Please convert the records below into a JSON list of strings with one string per line, leaving out any blank lines.

MATERIAL FOR THIS TASK →
-=-=-

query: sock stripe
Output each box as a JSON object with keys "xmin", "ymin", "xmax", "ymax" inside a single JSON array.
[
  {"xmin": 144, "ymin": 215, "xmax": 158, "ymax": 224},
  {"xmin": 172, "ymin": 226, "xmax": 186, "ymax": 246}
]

-=-=-

OUTPUT FOR THIS TASK →
[
  "query: sock stripe",
  "Output each box as a JSON object with keys \"xmin\", \"ymin\", \"xmax\", \"ymax\" inside a single JSON array.",
  "[",
  "  {\"xmin\": 144, \"ymin\": 215, \"xmax\": 158, \"ymax\": 224},",
  "  {\"xmin\": 172, \"ymin\": 226, \"xmax\": 186, \"ymax\": 246}",
  "]"
]